◆ **What to produce**:
With every line kept intact, print the entries that appear below.

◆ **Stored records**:
__________

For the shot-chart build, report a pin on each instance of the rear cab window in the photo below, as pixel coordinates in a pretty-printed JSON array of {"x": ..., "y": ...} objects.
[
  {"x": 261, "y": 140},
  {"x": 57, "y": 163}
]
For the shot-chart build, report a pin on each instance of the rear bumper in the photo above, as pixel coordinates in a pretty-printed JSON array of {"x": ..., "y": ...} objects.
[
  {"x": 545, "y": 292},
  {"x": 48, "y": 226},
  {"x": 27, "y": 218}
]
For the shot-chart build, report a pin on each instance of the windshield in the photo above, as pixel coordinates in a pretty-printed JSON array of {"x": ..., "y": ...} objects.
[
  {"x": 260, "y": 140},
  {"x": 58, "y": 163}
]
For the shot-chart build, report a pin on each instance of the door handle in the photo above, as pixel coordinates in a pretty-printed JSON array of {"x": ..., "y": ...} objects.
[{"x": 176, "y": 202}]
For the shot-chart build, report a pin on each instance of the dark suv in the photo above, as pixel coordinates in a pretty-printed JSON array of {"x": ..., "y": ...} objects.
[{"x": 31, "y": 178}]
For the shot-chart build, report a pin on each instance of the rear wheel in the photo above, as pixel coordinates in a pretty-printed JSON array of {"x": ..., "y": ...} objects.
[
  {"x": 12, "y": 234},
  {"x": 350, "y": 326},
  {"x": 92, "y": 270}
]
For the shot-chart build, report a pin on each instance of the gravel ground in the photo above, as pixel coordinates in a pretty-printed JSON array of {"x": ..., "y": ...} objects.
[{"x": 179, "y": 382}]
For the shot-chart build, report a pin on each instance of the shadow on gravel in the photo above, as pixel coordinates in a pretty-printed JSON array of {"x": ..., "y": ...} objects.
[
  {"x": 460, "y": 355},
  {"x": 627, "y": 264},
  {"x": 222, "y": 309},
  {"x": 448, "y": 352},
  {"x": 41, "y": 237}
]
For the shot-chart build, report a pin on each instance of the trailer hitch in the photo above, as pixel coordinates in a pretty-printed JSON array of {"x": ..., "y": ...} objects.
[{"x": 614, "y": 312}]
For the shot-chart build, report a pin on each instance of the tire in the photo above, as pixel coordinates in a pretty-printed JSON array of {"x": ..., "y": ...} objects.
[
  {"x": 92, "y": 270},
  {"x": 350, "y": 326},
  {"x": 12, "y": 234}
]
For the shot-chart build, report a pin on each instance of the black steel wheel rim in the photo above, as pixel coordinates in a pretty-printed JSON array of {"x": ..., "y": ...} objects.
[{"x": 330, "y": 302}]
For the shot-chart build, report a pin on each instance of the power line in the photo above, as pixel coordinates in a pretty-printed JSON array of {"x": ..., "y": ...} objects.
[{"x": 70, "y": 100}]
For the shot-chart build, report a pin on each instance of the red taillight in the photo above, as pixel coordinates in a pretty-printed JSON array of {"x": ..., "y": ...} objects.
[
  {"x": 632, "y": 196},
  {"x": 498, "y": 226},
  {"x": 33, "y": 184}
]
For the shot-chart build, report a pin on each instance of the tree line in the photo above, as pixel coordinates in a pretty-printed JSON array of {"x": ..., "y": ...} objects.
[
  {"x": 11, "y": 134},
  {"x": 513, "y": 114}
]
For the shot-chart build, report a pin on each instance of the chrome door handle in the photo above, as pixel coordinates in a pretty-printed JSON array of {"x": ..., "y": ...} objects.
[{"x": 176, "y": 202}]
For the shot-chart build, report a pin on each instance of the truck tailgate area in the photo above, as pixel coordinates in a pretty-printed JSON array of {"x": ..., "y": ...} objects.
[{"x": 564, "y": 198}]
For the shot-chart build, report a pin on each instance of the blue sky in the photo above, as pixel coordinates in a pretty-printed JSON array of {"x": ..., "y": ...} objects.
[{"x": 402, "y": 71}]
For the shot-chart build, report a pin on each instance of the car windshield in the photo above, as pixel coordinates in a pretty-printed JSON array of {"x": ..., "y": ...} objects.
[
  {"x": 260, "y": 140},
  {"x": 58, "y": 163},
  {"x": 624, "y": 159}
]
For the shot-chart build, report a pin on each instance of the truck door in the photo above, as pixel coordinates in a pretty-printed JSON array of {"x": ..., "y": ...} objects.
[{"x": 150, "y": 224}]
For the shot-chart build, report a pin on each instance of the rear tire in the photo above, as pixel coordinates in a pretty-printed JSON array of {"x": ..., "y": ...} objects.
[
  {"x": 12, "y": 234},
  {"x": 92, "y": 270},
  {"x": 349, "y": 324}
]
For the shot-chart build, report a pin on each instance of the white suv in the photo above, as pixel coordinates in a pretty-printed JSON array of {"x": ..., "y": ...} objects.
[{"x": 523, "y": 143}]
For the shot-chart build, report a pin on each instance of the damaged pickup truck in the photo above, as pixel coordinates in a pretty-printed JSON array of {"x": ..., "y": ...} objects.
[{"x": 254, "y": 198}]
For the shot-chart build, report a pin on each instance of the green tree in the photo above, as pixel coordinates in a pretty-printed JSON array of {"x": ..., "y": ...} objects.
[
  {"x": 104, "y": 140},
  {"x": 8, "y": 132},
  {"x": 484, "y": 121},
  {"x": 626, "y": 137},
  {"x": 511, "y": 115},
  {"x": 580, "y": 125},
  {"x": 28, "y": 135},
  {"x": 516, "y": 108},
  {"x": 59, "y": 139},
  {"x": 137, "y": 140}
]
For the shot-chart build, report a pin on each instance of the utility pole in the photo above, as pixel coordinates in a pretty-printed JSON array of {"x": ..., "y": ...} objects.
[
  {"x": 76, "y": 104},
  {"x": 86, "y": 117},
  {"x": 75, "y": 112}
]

__________

◆ **Your response**:
For the shot-chart build, report a pin on each instance of the rear cab window in the photo below, as pixel coordinates in a pretty-printed JSON array of {"x": ..., "y": ...} objects.
[
  {"x": 261, "y": 140},
  {"x": 57, "y": 163}
]
For the shot-chart build, report a pin on each instance of the rear bumper in the photo above, as pixel coordinates in a pretty-printed JSON array of {"x": ..., "y": ...} objects.
[
  {"x": 545, "y": 292},
  {"x": 48, "y": 226},
  {"x": 27, "y": 218}
]
For the shot-chart build, report a pin on each instance of the windshield in the photo above, as pixel coordinates in a pretty-printed JSON array of {"x": ..., "y": ...} objects.
[
  {"x": 260, "y": 140},
  {"x": 58, "y": 163}
]
For the shot-chart build, report a pin on each instance of the door handle in the photo above, as pixel coordinates in a pretty-printed JSON array of {"x": ..., "y": ...} objects.
[{"x": 176, "y": 202}]
For the shot-chart build, report a pin on each instance of the dark suv in the photo above, as pixel coordinates in a pretty-printed JSON array of {"x": ..., "y": ...} objects.
[{"x": 31, "y": 178}]
For the shot-chart build, report a pin on each instance of the rear wheel in the photo above, as pixel coordinates in a pretty-printed JSON array of {"x": ..., "y": ...} objects.
[
  {"x": 12, "y": 234},
  {"x": 350, "y": 326},
  {"x": 92, "y": 270}
]
For the shot-chart build, report a pin on each instance of the gravel ground in the photo above, as pixel coordinates in a pretty-printed JSON array of {"x": ..., "y": ...} objects.
[{"x": 179, "y": 382}]
For the shot-chart build, report a pin on each instance of the shadow on gravel in the photo above, as pixel coordinates in a pretty-printed JSON array of {"x": ..., "y": ...} objects.
[
  {"x": 460, "y": 355},
  {"x": 627, "y": 264},
  {"x": 222, "y": 309},
  {"x": 448, "y": 352},
  {"x": 41, "y": 237}
]
For the shot-chart build, report a pin on each instance of the trailer hitch in the photo above, as pixel coordinates in a pretty-printed JSON array of {"x": ..., "y": ...} objects.
[{"x": 614, "y": 312}]
For the shot-chart build, report a pin on each instance of the tire in the photo above, as pixel coordinates in a pretty-printed JSON array of {"x": ..., "y": ...} objects.
[
  {"x": 92, "y": 270},
  {"x": 350, "y": 326},
  {"x": 12, "y": 234}
]
For the shot-chart build, report a pin on each instance of the black steel wheel rim in the photo above, as pixel coordinates in a pretty-printed JSON array of {"x": ..., "y": ...} objects.
[{"x": 330, "y": 302}]
For the shot-chart build, report a pin on each instance of the power line in the photo above, as pixel coordinates in a pretty-printed JSON array of {"x": ..., "y": ...} objects.
[{"x": 70, "y": 100}]
For the shot-chart build, report a pin on each instance of the red taillight in the photo above, as pixel coordinates in a pretty-printed JSON array of {"x": ..., "y": ...} objects.
[
  {"x": 632, "y": 196},
  {"x": 498, "y": 226},
  {"x": 33, "y": 184}
]
For the shot-chart build, report a pin on each instance of the tree line in the photo above, as pixel coordinates in a pretty-printed JSON array of {"x": ..., "y": ...} objects.
[
  {"x": 11, "y": 134},
  {"x": 513, "y": 114}
]
For the shot-chart build, report a pin on each instance of the chrome door handle in the photo above, as pixel coordinates in a pretty-printed JSON array of {"x": ..., "y": ...} objects.
[{"x": 176, "y": 202}]
For the shot-chart build, report a pin on each instance of the truck tailgate area in the photo above, as pixel coordinates in a pretty-printed JSON array of {"x": ..., "y": ...} objects.
[{"x": 564, "y": 198}]
For the shot-chart build, report a pin on each instance of the blue sky in the photo above, as pixel coordinates in a pretty-printed JSON array of {"x": ..., "y": ...} objects.
[{"x": 402, "y": 71}]
For the shot-chart build, report a pin on each instance of the car windshield in the photo above, as pixel coordinates in a pretty-printed JSON array of {"x": ..., "y": ...} objects.
[
  {"x": 260, "y": 140},
  {"x": 58, "y": 163},
  {"x": 624, "y": 159}
]
For the shot-chart build, report a pin on each instance of the truck door in the photo above, as pixel coordinates in a pretty-printed JSON array of {"x": ..., "y": ...} objects.
[{"x": 150, "y": 224}]
For the shot-chart build, report a pin on each instance of the rear tire in the photo above, as pixel coordinates in a pretty-printed JSON array of {"x": ..., "y": ...} objects.
[
  {"x": 12, "y": 234},
  {"x": 92, "y": 270},
  {"x": 349, "y": 324}
]
For the shot-chart build, report a pin on each instance of the white suv in the photo above, as pixel coordinates in a pretty-printed JSON array of {"x": ..., "y": ...} objects.
[{"x": 523, "y": 143}]
For the shot-chart build, report a pin on each instance of the damaged pickup truck in the photo above, as pixel coordinates in a pretty-printed JSON array of {"x": ..., "y": ...} objects.
[{"x": 254, "y": 198}]
For the shot-chart build, report a pin on each instance of the green tree in the photo above, as pixel coordinates in a pretty-printed JSON array of {"x": ..., "y": ...} objects.
[
  {"x": 104, "y": 140},
  {"x": 8, "y": 132},
  {"x": 484, "y": 121},
  {"x": 626, "y": 137},
  {"x": 511, "y": 115},
  {"x": 580, "y": 125},
  {"x": 28, "y": 135},
  {"x": 516, "y": 108},
  {"x": 59, "y": 139},
  {"x": 137, "y": 140}
]
For the shot-chart build, report a pin on each instance of the utility pole in the photo above, as pixel coordinates in a pretty-printed JSON array of {"x": ..., "y": ...} objects.
[
  {"x": 76, "y": 104},
  {"x": 86, "y": 117},
  {"x": 75, "y": 112}
]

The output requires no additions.